AIM: Revise the listing below so that each "record the location" becomes "mark the position", with every other word left as it stands. Leave the pictures out of your output.

Pointing dataset listing:
┄┄┄┄┄┄┄┄┄┄
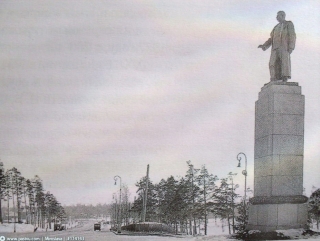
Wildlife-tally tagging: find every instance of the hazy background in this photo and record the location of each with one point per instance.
(94, 89)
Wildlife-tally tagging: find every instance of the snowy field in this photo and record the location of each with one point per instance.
(28, 228)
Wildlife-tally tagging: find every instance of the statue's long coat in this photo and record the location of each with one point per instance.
(279, 64)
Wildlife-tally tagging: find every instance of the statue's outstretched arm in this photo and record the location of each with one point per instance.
(292, 36)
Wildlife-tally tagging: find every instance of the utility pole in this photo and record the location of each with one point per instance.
(194, 219)
(205, 205)
(145, 197)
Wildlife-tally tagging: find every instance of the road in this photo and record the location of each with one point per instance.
(83, 233)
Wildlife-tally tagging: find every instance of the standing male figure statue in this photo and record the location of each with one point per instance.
(283, 39)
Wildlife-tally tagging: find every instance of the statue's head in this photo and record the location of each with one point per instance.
(281, 16)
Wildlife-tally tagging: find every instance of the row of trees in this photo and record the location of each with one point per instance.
(27, 197)
(185, 202)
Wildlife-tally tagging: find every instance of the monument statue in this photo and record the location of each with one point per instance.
(282, 40)
(278, 202)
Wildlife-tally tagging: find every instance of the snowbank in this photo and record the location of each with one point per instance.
(20, 228)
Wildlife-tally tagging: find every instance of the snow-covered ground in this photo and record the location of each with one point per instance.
(29, 228)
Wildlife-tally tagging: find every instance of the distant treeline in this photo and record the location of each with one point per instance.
(87, 211)
(25, 199)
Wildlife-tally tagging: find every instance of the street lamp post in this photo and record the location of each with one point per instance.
(232, 198)
(119, 221)
(115, 219)
(244, 172)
┄┄┄┄┄┄┄┄┄┄
ANSWER TO THE PROBLEM:
Wildlife-tally tagging: find every instance of the hazy background in this photo and mark the position of each with one point per instance.
(94, 89)
Wildlife-tally tagging: find every instance of the snowy field in this photo and mark the position of each with one point per instance.
(28, 228)
Wildlife-tally tagging: find every instance of the statue's long coat in this photo and mark the position of each with one point per instance.
(279, 64)
Wildlife-tally tagging: find every instance of the statue's outstretched arm in this photo and mark the position of each with one point per instance.
(292, 36)
Wildlife-tally tagging: find every instance of the utility pole in this photo and mark the position of each with one point per instance.
(194, 219)
(205, 205)
(145, 197)
Wildlife-tally tagging: find every instance of the road in this photo and mark the position of each with one point per instance.
(83, 233)
Wildlife-tally tagging: find every instance of the standing male figure statue in this photo and mark the position of each with one point per instance.
(283, 39)
Wildlife-tally tagging: find every instance of the statue's head in this photo and mark the position of each with one point per instance.
(281, 16)
Wildlife-tally tagging: find every instance of the row of trees in this photo and mark the position of each with one point per instance.
(27, 197)
(185, 202)
Wildlife-tally tagging: find every instance of the monument statue in this photo and mark the position of each with one point per instance.
(282, 40)
(278, 202)
Wildlife-tally tagging: find every instance of the snowbank in this photo and mark the position of each with one point per instance.
(20, 228)
Wildlife-tally tagging: find every instance of the snow-covered ground in this photo and mark the position of each with one point per instance.
(29, 228)
Wildlife-tally tagging: find every instance of the distant treeline in this photo and mark the position of each with one point per instance.
(87, 211)
(25, 199)
Wildlife-tally tagging: find every instance of the street lamp post in this photo and mark the position of each with one point per instance.
(232, 198)
(119, 221)
(115, 219)
(244, 172)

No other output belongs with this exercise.